- **GIVEN TEXT**:

>>>>>

RRE Ventures-Backed Bitly Offers Reputation Monitoring for Professional Users, Plans More Services
The folks at New York’s bitly want to be known for more than shortened links. So the company, funded by investors such as RRE Ventures and AOL Ventures, started a beta trial early this month for a service that monitors the reputations of its enterprise customers. Though it is best-known for those shortened and shared links, bitly is now putting the data behind that service to work in new ways—including helping business track how they are trending in social arenas.
Clearly bitly could not keep growing based on just shortening Web links, especially now that Twitter is handling that task in-house for tweets and, as of Oct. 10, wrapping all links with its own URL. Peter Stern, bitly’s CEO, says the new reputation-monitoring system sends e-mail alerts to his company’s enterprise customers when topics and keywords they have selected are generating buzz in the social media space. When links that relate to the chosen topics are shared via Twitter or Facebook, bitly notifies its customer if there is a significant trending change.

<<<<<

- **PROBLEMS TO SOLVE**:
[1] In the bitly article, condense the paragraph beginning "Clearly bitly could not keep growing" into a short bulleted list that retains its main facts.
[2] Continue the bitly article from the point at which it ends.

- **RECORDED INFORMATION**:
>>>>>

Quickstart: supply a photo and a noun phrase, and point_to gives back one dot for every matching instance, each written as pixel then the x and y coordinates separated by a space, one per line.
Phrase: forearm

<<<<<

- **FINAL RESULTS**:
[1]
- Link shortening alone could not sustain bitly's growth, because Twitter now shortens links in-house for tweets and, as of Oct. 10, wraps all links with its own URL.
- According to CEO Peter Stern, the new reputation-monitoring system e-mails enterprise customers when topics and keywords they have selected generate buzz on social media.
- When links related to those topics are shared via Twitter or Facebook, bitly notifies the customer of any significant trending change.

[2]
The technology can also track news clips, for example, that are copied and pasted into e-mails and then shared. “We can prioritize and rank that content based on how many people are engaging with it,” Stern says. “We know the correlations between the content you are clicking on and can measure relevancy.” Bitly’s other services include providing custom short links used by content publishers such as Foursquare, Pepsi, and the New York Post.
Now bitly is flexing is muscles to tackle new services. “The idea behind bitly has always been to provide a great engine for social sharing and analytics,” says Stern, who joined the company in May. He previously co-founded Zenbe, which sold its e-mail product to Facebook last November. He also co-founded online financial brokerage Datek Online, which was acquired by TD Ameritrade in 2002. Bitly grew again in August when it acquired Twitterfeed, which lets users automatically tweet new blog posts from RSS feeds.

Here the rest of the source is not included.